* _GOAL 1_: In the passage on latency variability, reproduce the text starting with "Increased variability is" and going on through "to active modes.", swapping "Power-saving modes" for "Low-power states".
* _GOAL 2_: According to the passage on latency variability, why can solid-state storage devices cause high read latency even though they offer very fast random read access? Answer in one to three sentences.

Why Variability Exists?
Variability of response time that leads to high tail latency in individual components of a service can arise for many reasons, including:
Shared resources. Machines might be shared by different applications contending for shared resources (such as CPU cores, processor caches, memory bandwidth, and network bandwidth), and within the same application different requests might contend for resources;
Daemons. Background daemons may use only limited resources on average but when scheduled can generate multi-millisecond hiccups;
Global resource sharing. Applications running on different machines might contend for global resources (such as network switches and shared file systems);
Maintenance activities. Background activities (such as data reconstruction in distributed file systems, periodic log compactions in storage systems like BigTable,4 and periodic garbage collection in garbage-collected languages) can cause periodic spikes in latency; and
Queueing. Multiple layers of queueing in intermediate servers and network switches amplify this variability.
Increased variability is also due to several hardware trends:
Power limits. Modern CPUs are designed to temporarily run above their average power envelope, mitigating thermal effects by throttling if this activity is sustained for a long period;5
Garbage collection. Solid-state storage devices provide very fast random read access, but the need to periodically garbage collect a large number of data blocks can increase read latency by a factor of 100 with even a modest level of write activity; and
Energy management. Power-saving modes in many types of devices save considerable energy but add additional latency when moving from inactive to active modes.
Component-Level Variability Amplified By Scale
A common technique for reducing latency in large-scale online services is to parallelize sub-operations across many different machines, where each sub-operation is co-located with its portion of a large dataset. Parallelization happens by fanning out a request from a root to a large number of leaf servers and merging responses via a request-distribution tree. These sub-operations must all complete within a strict deadline for the service to feel responsive.
Variability in the latency distribution of individual components is magnified at the service level; for example, consider a system where each server typically responds in 10ms but with a 99th-percentile latency of one second. If a user request is handled on just one such server, one user request in 100 will be slow (one second). The figure here outlines how service-level latency in this hypothetical scenario is affected by very modest fractions of latency outliers. If a user request must collect responses from 100 such servers in parallel, then 63% of user requests will take more than one second (marked “x” in the figure). Even for services with only one in 10,000 requests experiencing more than one-second latencies at the single-server level, a service with 2,000 such servers will see almost one in five user requests taking more than one second (marked “o” in the figure).

* _INFORMATION GIVEN_:

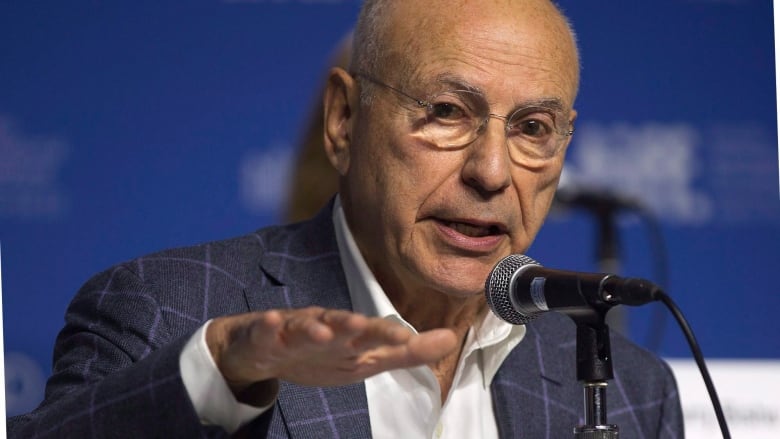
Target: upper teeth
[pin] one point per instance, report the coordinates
(471, 230)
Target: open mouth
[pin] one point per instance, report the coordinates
(473, 230)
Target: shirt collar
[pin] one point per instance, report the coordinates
(493, 337)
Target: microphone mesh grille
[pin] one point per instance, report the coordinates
(497, 289)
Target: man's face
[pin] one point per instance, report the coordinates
(432, 219)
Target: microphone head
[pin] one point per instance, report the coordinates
(498, 289)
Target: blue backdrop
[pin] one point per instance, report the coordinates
(126, 127)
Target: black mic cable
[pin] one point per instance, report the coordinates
(519, 289)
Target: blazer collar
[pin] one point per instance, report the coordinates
(300, 266)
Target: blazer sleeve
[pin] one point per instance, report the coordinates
(116, 368)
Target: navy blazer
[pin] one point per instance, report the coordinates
(116, 361)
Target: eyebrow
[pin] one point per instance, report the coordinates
(459, 83)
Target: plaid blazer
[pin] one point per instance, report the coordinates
(116, 370)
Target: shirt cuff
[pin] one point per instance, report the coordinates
(214, 403)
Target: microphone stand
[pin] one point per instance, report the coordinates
(594, 368)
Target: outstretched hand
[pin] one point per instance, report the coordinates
(317, 347)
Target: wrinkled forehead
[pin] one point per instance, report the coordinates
(499, 44)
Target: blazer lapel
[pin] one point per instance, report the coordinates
(532, 391)
(301, 267)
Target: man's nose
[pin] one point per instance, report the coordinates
(488, 165)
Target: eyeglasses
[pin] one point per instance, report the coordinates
(455, 118)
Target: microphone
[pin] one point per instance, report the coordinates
(518, 289)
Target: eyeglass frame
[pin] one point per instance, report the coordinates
(422, 103)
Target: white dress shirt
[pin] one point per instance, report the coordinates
(401, 403)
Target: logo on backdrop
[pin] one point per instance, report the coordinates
(28, 174)
(24, 383)
(685, 175)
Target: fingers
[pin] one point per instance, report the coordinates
(316, 346)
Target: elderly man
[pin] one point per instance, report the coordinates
(449, 135)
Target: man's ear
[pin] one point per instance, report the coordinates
(339, 104)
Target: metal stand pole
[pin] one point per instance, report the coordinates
(594, 368)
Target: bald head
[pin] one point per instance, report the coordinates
(390, 32)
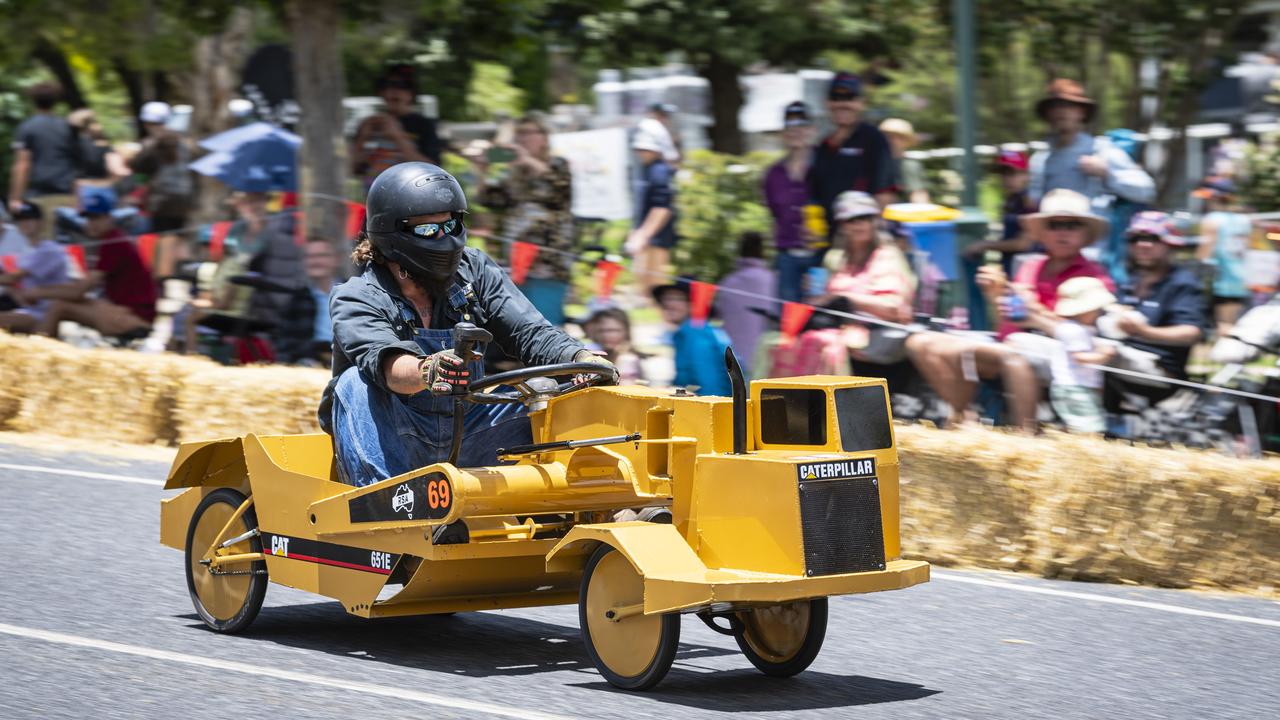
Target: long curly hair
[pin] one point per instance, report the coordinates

* _EXPECTED OUTPUT 1_:
Increased variability is also due to several hardware trends:
Power limits. Modern CPUs are designed to temporarily run above their average power envelope, mitigating thermal effects by throttling if this activity is sustained for a long period;5
Garbage collection. Solid-state storage devices provide very fast random read access, but the need to periodically garbage collect a large number of data blocks can increase read latency by a factor of 100 with even a modest level of write activity; and
Energy management. Low-power states in many types of devices save considerable energy but add additional latency when moving from inactive to active modes.

* _EXPECTED OUTPUT 2_: They must periodically garbage collect a large number of data blocks. Even a modest level of write activity can make this raise read latency by a factor of 100.